## [AIM OF THE EXERCISE]
Exclude the pictures; give every entry again exactly as written.
▶
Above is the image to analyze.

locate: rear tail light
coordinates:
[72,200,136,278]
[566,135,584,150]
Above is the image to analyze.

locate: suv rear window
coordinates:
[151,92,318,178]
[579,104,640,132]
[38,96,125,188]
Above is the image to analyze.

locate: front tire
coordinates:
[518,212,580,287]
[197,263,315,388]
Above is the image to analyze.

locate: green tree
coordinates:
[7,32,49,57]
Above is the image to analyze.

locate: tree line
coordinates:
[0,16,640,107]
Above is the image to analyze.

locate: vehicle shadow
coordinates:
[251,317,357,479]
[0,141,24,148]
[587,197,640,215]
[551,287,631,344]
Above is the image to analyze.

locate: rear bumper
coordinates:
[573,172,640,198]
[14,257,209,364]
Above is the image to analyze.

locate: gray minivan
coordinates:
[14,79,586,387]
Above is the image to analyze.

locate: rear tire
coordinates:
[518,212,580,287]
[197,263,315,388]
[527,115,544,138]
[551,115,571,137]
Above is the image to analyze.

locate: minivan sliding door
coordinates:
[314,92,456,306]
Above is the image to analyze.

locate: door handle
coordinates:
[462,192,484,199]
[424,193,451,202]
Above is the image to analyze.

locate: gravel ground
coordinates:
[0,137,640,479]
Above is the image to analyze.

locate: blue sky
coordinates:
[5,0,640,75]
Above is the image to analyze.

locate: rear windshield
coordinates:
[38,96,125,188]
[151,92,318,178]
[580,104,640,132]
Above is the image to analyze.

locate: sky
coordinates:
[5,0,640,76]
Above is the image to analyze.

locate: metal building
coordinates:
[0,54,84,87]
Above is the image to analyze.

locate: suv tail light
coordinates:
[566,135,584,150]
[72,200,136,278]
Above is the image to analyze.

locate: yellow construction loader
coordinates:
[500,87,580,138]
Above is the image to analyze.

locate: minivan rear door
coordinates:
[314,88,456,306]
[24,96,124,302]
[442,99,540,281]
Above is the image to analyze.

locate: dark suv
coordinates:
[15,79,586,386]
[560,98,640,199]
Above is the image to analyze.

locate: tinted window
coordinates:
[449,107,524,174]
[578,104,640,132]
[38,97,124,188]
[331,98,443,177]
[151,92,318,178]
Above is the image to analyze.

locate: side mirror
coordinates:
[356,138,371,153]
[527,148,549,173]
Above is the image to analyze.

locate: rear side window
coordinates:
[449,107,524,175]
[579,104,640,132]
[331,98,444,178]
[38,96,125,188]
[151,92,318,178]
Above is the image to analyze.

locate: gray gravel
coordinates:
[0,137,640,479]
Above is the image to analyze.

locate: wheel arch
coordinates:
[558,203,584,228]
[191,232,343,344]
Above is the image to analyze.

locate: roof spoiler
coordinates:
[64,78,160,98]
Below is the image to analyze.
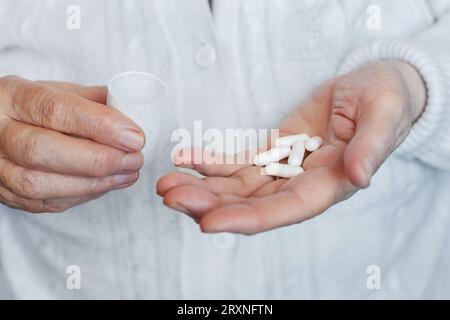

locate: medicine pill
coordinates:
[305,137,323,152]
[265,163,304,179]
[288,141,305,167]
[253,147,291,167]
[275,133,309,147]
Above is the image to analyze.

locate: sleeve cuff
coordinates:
◀
## [OUTPUT OF THE TASK]
Above is the image to analyze.

locate: rear tail light
coordinates:
[72,200,136,278]
[566,135,584,150]
Above is the image to analyze.

locate: suv rear window
coordinates:
[151,92,318,178]
[579,104,640,132]
[38,96,125,188]
Above is the image to analyze.

locate: front tire
coordinates:
[518,212,580,287]
[197,263,315,388]
Above is the image to analyze.

locate: green tree
coordinates:
[7,32,49,57]
Above is the image to analyze.

locate: tree line
coordinates:
[0,16,640,107]
Above is the image to analyze.

locate: vehicle shadow
coordinates:
[251,317,357,479]
[0,141,24,148]
[587,197,640,215]
[551,287,631,344]
Above is the image to analyze.

locate: rear bumper
coordinates:
[573,172,640,198]
[14,257,209,364]
Above is the image to analyze.

locate: gray minivan
coordinates:
[14,79,586,387]
Above is the image to analyze.

locate: rear tire
coordinates:
[518,212,580,287]
[197,263,315,388]
[527,115,544,138]
[551,115,571,137]
Above is the image to analyze.

locate: minivan sliding door
coordinates:
[314,92,456,306]
Above is the image to analyze.

locate: door handle
coordinates:
[462,192,484,199]
[424,193,451,202]
Above is the image to analyze.

locate: gravel ground
coordinates:
[0,137,640,479]
Above is the image to analyze.

locate: blue sky
coordinates:
[5,0,640,75]
Above is the image to analyze.

locate: rear windshield
coordinates:
[38,96,125,188]
[151,92,318,178]
[580,104,640,132]
Above is the image to analyze.

locate: sky
coordinates:
[5,0,640,76]
Above is the image to analyze.

locate: metal building
coordinates:
[0,54,84,87]
Above is the image to analyze.

locate: suv tail light
coordinates:
[566,135,584,150]
[72,200,136,278]
Above is the image to analyze.

locate: yellow construction loader
coordinates:
[500,87,580,138]
Above is the image to analyze.

locate: minivan rear door
coordinates:
[314,88,456,306]
[24,96,124,302]
[442,99,540,281]
Above is the image to analyze.

locate: dark suv
coordinates:
[15,79,586,386]
[560,98,640,199]
Above is the image to analyze.

locate: tinted window
coordinates:
[449,107,524,174]
[578,104,640,132]
[38,97,124,188]
[331,98,443,177]
[151,92,318,178]
Above is the image to analyze.

locate: side mirror
coordinates:
[356,138,371,153]
[527,148,549,173]
Above is the image to analyze.

locate: rear side window
coordinates:
[449,107,524,175]
[579,104,640,132]
[331,98,444,178]
[38,96,125,188]
[151,92,318,178]
Above is the image to analyze.

locate: gray gravel
coordinates:
[0,137,640,479]
Above is the image to analyze.

locate: wheel arch
coordinates:
[558,203,584,228]
[191,232,343,344]
Above is the image to analyze.

locate: roof spoiler
coordinates:
[64,78,160,98]
Below is the image to analyze.

locate: medicine pill
coordinates:
[305,137,323,152]
[265,163,304,179]
[288,141,305,167]
[253,147,291,167]
[275,133,309,147]
Above is the image to analyze.

locate: sleeve cuff
coordinates:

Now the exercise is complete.